Reproduce every line from the one containing "Where can the hillside" up to and including the final line of the entries, shifting each answer coordinate up by 93 and leaving all other text unchanged.

--- Begin Information given ---

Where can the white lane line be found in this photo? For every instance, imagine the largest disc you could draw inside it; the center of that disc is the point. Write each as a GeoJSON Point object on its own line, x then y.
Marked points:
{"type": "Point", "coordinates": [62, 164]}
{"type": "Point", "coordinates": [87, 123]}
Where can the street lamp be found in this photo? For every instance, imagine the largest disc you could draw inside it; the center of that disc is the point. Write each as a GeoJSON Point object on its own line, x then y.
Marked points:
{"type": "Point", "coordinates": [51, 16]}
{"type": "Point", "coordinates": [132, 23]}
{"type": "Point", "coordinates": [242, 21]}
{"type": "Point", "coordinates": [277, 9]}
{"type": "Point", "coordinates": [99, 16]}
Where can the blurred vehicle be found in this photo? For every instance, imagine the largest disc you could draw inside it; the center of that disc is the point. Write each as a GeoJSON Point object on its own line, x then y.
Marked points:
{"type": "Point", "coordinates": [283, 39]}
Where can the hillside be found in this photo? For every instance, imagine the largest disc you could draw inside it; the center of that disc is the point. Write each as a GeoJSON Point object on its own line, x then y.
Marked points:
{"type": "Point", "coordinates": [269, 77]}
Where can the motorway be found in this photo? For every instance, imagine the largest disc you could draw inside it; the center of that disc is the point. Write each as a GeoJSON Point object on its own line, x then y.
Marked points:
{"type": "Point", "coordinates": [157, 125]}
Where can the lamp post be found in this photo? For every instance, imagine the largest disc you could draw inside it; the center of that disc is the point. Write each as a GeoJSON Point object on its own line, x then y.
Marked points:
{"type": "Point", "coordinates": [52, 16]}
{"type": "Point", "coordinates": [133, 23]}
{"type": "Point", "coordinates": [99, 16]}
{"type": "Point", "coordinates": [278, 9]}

--- End Information given ---

## Answer to the problem
Where can the hillside be found in this photo? For every instance, imagine the largest disc you could draw inside it; the center of that disc is the point. Write each as a GeoJSON Point object on its own line, x then y.
Marked points:
{"type": "Point", "coordinates": [362, 170]}
Where can the motorway be found in this photo? For every instance, imagine the largest disc you could draw inside it; the center of that disc is the point. Write each as a GeoJSON Point object on its own line, x then y.
Marked points:
{"type": "Point", "coordinates": [250, 218]}
Where can the lamp post be found in this photo? For every instance, imagine the largest disc you could draw inside it; the center of that disc is the point. Write each as a GeoJSON Point object on its own line, x then y.
Marked points:
{"type": "Point", "coordinates": [145, 109]}
{"type": "Point", "coordinates": [226, 116]}
{"type": "Point", "coordinates": [192, 109]}
{"type": "Point", "coordinates": [371, 102]}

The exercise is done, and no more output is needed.